---------- Dataset excerpts ----------

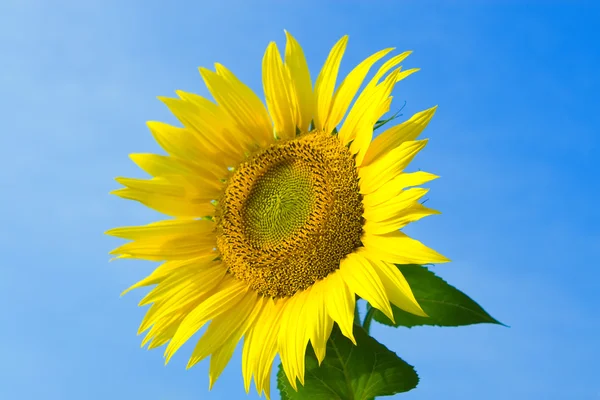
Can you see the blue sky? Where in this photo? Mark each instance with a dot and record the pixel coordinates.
(516, 141)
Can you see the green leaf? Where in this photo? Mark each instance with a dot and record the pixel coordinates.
(358, 372)
(445, 305)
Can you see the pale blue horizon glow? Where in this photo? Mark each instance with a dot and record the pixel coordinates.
(515, 140)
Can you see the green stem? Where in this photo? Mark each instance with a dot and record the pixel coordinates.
(368, 319)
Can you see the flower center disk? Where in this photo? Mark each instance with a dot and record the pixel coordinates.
(290, 214)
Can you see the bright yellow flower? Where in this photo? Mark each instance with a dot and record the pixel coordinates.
(279, 218)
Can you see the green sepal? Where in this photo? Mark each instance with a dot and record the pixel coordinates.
(444, 304)
(382, 122)
(359, 372)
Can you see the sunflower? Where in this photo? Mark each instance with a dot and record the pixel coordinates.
(279, 219)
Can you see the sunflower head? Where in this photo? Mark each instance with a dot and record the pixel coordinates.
(280, 215)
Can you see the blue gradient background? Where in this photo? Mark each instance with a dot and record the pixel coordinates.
(515, 140)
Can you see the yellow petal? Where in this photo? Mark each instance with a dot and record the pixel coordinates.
(340, 302)
(201, 278)
(347, 90)
(183, 296)
(168, 205)
(399, 219)
(157, 165)
(362, 131)
(221, 356)
(179, 142)
(170, 267)
(216, 127)
(260, 344)
(387, 66)
(162, 330)
(394, 187)
(326, 82)
(395, 247)
(222, 328)
(319, 323)
(396, 286)
(240, 103)
(396, 135)
(293, 338)
(228, 296)
(384, 211)
(362, 279)
(387, 167)
(163, 229)
(296, 63)
(279, 93)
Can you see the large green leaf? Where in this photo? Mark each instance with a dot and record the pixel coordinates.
(445, 305)
(351, 372)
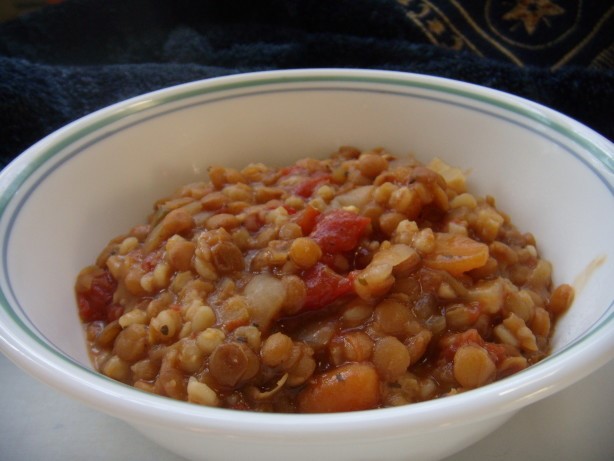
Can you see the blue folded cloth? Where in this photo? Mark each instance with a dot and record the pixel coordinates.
(62, 62)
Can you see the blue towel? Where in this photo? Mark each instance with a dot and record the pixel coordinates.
(64, 61)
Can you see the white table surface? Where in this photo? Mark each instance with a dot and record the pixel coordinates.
(39, 423)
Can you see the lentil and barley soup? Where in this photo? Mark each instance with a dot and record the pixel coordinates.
(354, 282)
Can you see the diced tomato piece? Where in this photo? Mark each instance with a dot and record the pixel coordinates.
(306, 188)
(497, 352)
(94, 304)
(339, 231)
(307, 219)
(451, 343)
(324, 286)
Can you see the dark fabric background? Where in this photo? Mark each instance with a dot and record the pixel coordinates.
(62, 62)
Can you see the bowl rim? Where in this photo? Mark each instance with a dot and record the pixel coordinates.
(551, 375)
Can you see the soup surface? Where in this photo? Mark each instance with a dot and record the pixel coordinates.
(359, 281)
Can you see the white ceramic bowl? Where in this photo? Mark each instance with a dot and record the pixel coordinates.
(64, 198)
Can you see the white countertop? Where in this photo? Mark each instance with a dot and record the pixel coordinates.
(39, 423)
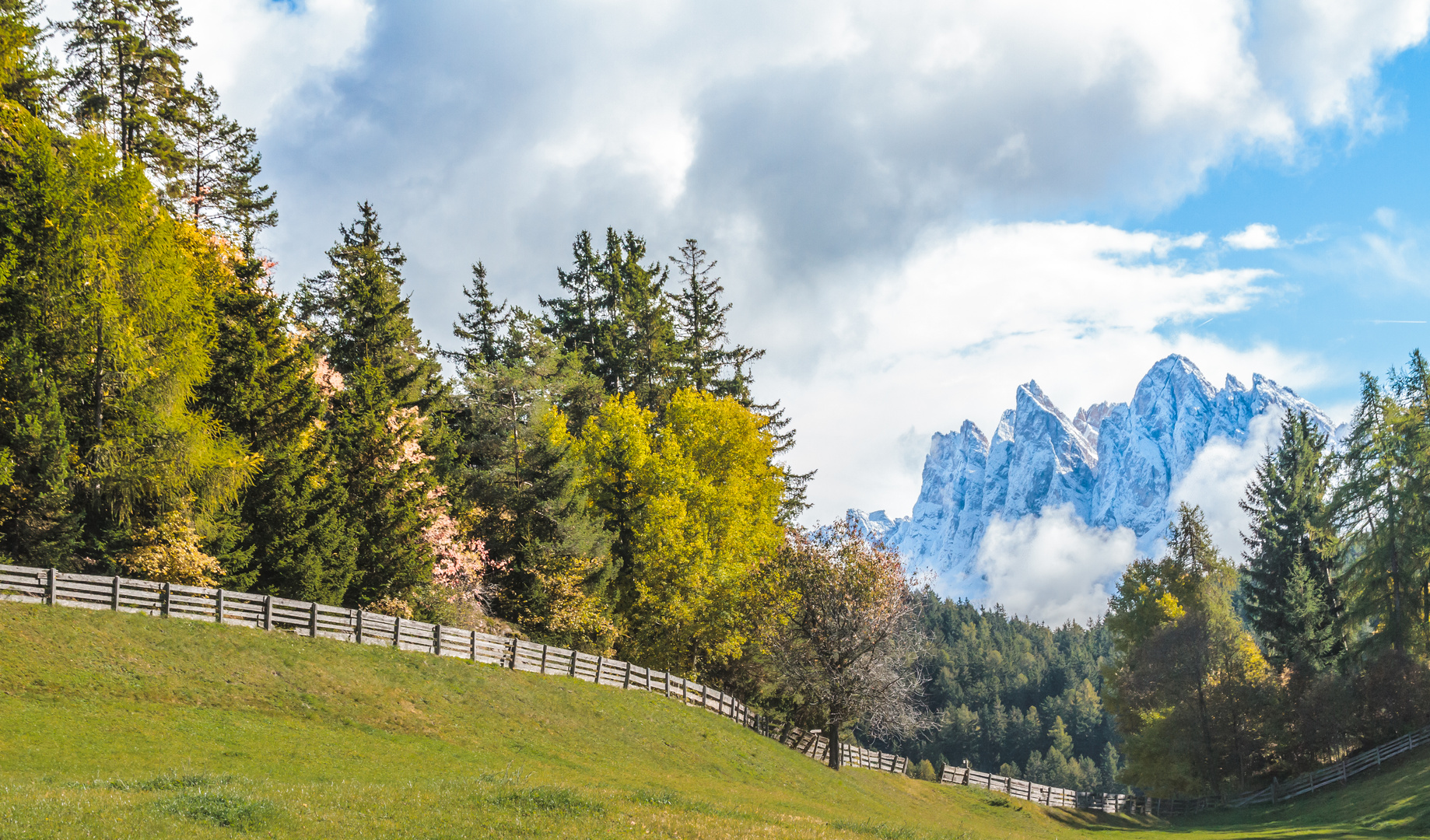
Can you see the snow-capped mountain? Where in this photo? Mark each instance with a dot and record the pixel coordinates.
(1114, 464)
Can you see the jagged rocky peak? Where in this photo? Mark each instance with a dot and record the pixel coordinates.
(1090, 420)
(1116, 464)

----------

In your copy of the records, include no pictures; repeat everything else exactly.

- _Solution to this exercise_:
Can you see the blue sky? Where in this photo? Mark each instance with a dot and record the pixel coordinates.
(516, 141)
Can you see the green leaf? Where in this photo? Mark each instance with a dot and record the pixel coordinates.
(358, 372)
(445, 305)
Can you see the pale blue horizon glow? Where in this photo? Mark each instance with a dot and record the pixel coordinates.
(515, 140)
Can you see the green stem? Where in this photo? Mark each instance with a dot and record the pixel coordinates.
(368, 319)
Can you see the flower center disk? Where in this photo? Mark each instance with a dot and record the pixel coordinates.
(290, 214)
Can you see the bright yellow flower? Where in this photo? Mark each instance with a dot and record the pixel coordinates.
(279, 218)
Can you see the green sepal? Where in this photo? Mark each instance with a dot and record the pixel coordinates.
(444, 304)
(382, 122)
(359, 372)
Can you see the sunflower? Where in this photo? Mark each instance with a dot and record the pixel coordinates.
(279, 219)
Can you see the sunflower head? Where in this photo? Mark each instance with a dot and record the pixel coordinates.
(280, 215)
Can you see the blue gradient background? Where in this photo? Mark each instance with a dot and record the pixel coordinates.
(515, 140)
Can you see the yellow petal? Where in this photo? Mark each instance with a dot and record the pixel coordinates.
(340, 302)
(201, 278)
(347, 90)
(183, 296)
(168, 205)
(399, 219)
(157, 165)
(362, 131)
(221, 356)
(179, 142)
(170, 267)
(216, 127)
(260, 344)
(387, 66)
(162, 330)
(394, 187)
(326, 82)
(395, 247)
(222, 328)
(319, 323)
(396, 286)
(240, 103)
(396, 135)
(293, 338)
(228, 296)
(384, 211)
(362, 279)
(387, 167)
(163, 229)
(296, 63)
(279, 93)
Can you see the large green leaf? Where in this photo? Mark each instance with a dot and record the pixel coordinates.
(445, 305)
(351, 372)
Can you see the blue folded cloth? Where in this photo? Mark each instance with a dot and record the pixel coordinates.
(62, 62)
Can you see the blue towel? Where in this photo? Mark each instance with a dot and record the pixel coordinates.
(64, 61)
Can you see the white table surface? Where in this photo? Mark each instance with a dot and record the pixel coordinates.
(39, 423)
Can you see the lentil and barley soup? Where in this photo? Mark each instance with a dot and record the pixel coordinates.
(354, 282)
Can you see the diced tomato piece? Where in this photo? Mark each instance with a dot and record the pixel coordinates.
(306, 188)
(497, 352)
(94, 304)
(339, 231)
(307, 219)
(451, 343)
(324, 286)
Can you see the dark fabric background? Where in this photo? Mark each instance with a dot and record the pixel coordinates.
(62, 62)
Can you see the bowl rim? Where in this photo? Mark each instance with a dot and record the pixel coordinates.
(551, 375)
Can you see the soup surface? Where in this photo? Mark each instance with a dot and record the pixel coordinates.
(359, 281)
Can you see the white ceramic bowl? Where in this photo? Mark each instance with a dot and record the pixel coordinates.
(64, 198)
Can you see the white countertop? Where in this photo? Mark each instance with a dot and record the pixel coordinates.
(39, 423)
Can you see the snow-capped mountain? Where in this photo? Mark each instance with a dot and record the pixel coordinates.
(1114, 464)
Can you see the jagged rocky peak? Where in this photo? Mark each instance with a dot and record the pixel coordinates.
(1090, 420)
(1116, 464)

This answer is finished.